## Required task
Lay out the listing below as a numbered list with no blank lines, from its first line up to and including the line with "449,0 -> 582,80".

## Stored rows

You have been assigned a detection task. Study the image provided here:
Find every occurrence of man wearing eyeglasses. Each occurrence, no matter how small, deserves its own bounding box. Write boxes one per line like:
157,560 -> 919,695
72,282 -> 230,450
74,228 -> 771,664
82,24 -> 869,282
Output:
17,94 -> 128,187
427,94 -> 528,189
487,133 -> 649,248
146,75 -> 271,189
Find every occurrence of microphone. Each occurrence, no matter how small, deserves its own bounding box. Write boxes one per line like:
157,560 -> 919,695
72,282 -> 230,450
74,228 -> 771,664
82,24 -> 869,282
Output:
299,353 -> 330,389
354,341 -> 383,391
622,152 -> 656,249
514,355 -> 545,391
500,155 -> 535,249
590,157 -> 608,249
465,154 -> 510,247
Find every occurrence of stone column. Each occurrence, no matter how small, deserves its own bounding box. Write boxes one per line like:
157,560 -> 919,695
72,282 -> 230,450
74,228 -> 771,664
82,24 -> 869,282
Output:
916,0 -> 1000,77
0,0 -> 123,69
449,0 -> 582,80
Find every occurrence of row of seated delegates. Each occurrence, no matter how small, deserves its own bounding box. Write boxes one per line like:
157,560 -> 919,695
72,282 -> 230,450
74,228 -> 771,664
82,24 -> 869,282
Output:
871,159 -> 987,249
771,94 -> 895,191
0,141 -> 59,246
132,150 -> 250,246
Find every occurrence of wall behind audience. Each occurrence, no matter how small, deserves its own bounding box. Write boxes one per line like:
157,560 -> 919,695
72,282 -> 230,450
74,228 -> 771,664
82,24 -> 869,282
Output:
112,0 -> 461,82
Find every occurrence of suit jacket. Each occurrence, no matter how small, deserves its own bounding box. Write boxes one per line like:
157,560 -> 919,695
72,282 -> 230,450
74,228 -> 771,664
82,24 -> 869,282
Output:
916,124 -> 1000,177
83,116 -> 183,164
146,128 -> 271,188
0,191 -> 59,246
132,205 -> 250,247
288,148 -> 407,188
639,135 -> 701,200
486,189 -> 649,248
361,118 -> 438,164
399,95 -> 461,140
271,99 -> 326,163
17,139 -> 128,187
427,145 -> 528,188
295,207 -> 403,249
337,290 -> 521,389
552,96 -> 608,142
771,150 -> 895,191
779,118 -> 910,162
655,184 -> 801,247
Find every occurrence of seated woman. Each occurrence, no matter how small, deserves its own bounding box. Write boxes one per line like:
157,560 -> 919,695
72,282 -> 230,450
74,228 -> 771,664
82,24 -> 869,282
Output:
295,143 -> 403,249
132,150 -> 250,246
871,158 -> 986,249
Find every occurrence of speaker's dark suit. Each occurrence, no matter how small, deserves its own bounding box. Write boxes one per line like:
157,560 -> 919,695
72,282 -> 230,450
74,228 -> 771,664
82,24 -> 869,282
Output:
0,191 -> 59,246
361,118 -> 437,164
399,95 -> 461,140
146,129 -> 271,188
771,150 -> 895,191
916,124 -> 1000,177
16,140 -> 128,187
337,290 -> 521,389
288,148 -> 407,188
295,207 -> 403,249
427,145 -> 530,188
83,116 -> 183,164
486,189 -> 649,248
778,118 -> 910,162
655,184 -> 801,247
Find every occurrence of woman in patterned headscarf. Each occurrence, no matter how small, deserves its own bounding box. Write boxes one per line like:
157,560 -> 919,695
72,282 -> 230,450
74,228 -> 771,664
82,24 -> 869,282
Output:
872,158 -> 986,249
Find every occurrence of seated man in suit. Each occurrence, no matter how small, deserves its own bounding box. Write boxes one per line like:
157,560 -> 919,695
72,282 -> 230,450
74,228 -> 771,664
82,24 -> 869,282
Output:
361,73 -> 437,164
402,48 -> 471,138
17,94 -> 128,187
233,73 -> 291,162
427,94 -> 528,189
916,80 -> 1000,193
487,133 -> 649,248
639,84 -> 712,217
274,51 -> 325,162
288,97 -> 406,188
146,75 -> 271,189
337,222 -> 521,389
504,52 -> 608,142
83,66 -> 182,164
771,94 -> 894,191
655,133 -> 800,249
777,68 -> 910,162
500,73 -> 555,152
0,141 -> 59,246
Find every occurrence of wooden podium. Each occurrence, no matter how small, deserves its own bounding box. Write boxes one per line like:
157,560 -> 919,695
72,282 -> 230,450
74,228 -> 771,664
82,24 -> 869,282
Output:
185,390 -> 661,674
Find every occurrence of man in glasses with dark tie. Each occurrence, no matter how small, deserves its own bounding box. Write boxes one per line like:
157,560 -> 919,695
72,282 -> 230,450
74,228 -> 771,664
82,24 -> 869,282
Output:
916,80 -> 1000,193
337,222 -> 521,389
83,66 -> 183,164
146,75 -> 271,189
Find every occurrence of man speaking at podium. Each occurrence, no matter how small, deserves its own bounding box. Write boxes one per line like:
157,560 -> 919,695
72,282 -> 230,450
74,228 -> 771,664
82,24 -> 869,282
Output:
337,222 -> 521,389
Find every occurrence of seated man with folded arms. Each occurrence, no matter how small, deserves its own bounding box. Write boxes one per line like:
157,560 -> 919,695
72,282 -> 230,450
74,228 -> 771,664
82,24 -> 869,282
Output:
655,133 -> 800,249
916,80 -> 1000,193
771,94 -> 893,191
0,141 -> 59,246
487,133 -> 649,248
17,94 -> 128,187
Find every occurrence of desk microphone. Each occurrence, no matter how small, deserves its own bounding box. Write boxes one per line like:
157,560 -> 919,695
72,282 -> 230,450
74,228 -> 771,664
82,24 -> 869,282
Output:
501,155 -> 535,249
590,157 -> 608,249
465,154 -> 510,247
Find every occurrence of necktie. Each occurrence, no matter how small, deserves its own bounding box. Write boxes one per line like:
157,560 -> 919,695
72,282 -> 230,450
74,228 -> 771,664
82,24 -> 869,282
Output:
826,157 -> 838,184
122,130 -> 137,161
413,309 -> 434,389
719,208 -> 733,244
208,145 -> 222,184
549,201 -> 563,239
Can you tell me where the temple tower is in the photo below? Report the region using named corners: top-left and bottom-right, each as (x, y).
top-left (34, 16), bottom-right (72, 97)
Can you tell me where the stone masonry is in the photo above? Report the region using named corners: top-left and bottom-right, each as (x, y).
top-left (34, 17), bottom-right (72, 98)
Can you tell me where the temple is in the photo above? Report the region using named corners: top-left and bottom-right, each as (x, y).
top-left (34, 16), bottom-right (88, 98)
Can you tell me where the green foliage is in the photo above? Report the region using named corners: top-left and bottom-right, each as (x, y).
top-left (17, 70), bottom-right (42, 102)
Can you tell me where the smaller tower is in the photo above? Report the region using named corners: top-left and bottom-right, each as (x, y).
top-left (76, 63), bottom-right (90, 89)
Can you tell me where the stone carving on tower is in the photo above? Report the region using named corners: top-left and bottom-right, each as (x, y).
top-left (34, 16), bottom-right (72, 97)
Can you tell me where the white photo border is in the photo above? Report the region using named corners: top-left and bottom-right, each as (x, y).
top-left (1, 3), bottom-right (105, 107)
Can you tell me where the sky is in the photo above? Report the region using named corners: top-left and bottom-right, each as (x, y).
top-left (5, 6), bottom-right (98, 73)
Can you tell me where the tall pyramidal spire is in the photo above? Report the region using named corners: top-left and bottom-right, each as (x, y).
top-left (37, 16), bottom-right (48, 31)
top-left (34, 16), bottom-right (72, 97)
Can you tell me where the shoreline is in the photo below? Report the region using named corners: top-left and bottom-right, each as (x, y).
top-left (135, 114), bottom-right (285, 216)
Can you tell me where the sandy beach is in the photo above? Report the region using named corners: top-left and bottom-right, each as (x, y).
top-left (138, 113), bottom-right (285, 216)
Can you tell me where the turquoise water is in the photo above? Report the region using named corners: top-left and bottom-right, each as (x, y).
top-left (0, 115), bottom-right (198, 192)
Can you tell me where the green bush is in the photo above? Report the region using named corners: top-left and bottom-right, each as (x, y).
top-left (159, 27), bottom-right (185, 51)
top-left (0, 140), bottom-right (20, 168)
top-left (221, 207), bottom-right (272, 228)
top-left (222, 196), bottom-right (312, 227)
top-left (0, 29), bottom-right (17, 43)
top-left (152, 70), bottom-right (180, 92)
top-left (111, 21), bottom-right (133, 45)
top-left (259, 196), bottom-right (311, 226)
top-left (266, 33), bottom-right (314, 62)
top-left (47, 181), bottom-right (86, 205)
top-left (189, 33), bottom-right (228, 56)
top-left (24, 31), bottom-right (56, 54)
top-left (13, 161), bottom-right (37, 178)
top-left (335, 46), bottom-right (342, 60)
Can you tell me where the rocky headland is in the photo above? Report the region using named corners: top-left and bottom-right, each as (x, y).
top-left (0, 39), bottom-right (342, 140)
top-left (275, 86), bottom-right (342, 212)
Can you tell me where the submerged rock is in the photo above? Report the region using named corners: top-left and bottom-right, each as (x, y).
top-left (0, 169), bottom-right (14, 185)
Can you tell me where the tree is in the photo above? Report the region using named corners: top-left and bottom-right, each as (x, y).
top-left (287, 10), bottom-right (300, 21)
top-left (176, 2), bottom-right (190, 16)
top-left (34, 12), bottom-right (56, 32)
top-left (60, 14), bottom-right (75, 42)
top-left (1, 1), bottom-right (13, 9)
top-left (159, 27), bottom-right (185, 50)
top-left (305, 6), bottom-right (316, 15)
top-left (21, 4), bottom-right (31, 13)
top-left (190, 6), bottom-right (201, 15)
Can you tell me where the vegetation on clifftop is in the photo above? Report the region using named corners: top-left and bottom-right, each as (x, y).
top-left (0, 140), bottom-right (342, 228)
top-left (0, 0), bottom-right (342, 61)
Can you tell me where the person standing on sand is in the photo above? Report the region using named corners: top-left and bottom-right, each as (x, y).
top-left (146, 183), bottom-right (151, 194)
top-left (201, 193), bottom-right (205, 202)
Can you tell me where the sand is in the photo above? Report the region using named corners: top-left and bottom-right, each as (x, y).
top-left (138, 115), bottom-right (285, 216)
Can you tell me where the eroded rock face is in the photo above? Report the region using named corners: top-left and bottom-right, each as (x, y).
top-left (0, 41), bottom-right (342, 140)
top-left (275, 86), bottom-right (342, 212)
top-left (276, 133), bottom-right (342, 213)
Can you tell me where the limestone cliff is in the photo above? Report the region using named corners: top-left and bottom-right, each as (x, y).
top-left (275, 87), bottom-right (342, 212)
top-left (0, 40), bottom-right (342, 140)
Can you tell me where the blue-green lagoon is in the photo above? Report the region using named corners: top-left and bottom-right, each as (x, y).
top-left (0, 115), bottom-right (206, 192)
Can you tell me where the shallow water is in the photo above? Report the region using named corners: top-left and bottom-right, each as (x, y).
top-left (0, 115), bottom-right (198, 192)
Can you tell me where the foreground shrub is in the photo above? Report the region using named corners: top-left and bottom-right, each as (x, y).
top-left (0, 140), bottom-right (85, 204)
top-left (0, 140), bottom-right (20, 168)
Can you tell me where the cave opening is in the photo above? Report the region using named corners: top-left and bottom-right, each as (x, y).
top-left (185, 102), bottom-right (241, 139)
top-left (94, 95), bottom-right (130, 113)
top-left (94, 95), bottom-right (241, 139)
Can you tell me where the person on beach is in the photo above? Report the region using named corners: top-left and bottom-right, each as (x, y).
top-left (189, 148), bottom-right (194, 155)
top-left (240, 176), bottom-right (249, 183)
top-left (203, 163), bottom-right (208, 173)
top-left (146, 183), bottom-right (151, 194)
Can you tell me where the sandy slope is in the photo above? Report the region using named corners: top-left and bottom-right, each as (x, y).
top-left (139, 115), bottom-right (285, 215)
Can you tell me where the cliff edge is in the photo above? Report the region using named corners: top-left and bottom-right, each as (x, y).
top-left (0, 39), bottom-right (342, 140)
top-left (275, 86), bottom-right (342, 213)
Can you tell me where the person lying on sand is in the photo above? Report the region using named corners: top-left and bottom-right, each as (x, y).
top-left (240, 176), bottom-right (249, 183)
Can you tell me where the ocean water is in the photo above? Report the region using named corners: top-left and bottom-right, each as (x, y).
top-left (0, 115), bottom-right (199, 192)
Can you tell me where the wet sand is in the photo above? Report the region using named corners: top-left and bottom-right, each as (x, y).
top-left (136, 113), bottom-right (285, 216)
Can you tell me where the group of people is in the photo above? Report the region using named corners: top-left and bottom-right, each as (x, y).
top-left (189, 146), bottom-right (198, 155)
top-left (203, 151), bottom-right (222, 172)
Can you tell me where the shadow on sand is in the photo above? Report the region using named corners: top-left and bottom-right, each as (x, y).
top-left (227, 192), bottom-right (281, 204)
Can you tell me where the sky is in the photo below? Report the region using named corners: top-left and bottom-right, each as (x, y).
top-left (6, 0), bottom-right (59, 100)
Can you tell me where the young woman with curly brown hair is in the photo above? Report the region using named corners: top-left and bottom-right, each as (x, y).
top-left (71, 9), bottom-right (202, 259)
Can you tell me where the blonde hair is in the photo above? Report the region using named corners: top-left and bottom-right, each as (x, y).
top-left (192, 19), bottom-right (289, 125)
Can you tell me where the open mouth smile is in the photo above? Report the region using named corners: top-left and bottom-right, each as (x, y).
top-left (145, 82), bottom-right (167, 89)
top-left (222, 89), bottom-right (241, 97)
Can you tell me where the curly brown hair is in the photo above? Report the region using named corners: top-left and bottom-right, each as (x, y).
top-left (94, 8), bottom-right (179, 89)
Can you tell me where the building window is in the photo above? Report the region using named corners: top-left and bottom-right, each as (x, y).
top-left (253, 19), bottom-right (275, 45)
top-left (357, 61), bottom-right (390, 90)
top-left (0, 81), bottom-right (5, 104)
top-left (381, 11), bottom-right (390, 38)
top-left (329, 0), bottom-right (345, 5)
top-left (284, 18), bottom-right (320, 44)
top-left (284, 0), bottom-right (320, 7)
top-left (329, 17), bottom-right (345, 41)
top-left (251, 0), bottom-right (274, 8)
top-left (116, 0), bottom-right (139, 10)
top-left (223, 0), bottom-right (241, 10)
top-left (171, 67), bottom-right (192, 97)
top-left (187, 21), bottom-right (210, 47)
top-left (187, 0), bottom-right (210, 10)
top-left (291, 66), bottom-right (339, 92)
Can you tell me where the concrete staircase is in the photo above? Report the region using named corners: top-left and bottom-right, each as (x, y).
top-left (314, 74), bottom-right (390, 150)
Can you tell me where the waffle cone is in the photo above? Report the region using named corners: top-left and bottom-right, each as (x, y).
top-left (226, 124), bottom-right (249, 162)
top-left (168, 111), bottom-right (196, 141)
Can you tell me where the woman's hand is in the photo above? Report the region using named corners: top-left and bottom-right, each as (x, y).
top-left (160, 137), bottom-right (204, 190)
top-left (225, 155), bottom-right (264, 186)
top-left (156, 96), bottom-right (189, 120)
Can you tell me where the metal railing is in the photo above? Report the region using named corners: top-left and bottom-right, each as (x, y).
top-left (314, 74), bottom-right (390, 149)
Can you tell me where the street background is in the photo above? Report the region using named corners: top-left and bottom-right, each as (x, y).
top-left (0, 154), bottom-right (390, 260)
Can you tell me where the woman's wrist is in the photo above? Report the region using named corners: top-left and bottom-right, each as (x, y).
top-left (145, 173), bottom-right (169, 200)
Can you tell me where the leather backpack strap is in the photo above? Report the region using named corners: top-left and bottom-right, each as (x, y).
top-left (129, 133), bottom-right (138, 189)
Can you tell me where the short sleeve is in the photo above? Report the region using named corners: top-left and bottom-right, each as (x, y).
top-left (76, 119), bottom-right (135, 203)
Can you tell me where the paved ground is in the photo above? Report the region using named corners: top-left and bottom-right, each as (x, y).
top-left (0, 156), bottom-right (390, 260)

## Result
1. You have been assigned a detection task. Study the image provided here:
2. Find every occurrence of man wearing eyeglasses. Each occurrence, no matter how small, deserves its own bounding box. Write boxes one per line like:
3. 157,560 -> 919,695
4. 72,282 -> 230,450
5. 74,228 -> 771,664
6. 82,24 -> 869,282
7. Output:
8. 17,94 -> 128,187
9. 427,94 -> 528,189
10. 487,133 -> 649,248
11. 146,75 -> 271,189
12. Find every occurrence of microphone. Each occurrence, no matter how small, deserves its own bounding box. Write boxes one per line like:
13. 157,560 -> 919,695
14. 72,282 -> 230,450
15. 74,228 -> 771,664
16. 82,24 -> 869,282
17. Output:
18. 299,353 -> 330,389
19. 354,341 -> 383,391
20. 622,152 -> 656,249
21. 514,355 -> 545,391
22. 500,155 -> 535,249
23. 590,157 -> 608,249
24. 465,154 -> 510,247
25. Find every occurrence of stone column. Each occurrence, no matter how small, deserves its own bounding box. Write boxes one per line like:
26. 157,560 -> 919,695
27. 72,282 -> 230,450
28. 74,228 -> 771,664
29. 82,24 -> 869,282
30. Output:
31. 916,0 -> 1000,77
32. 0,0 -> 123,69
33. 449,0 -> 582,80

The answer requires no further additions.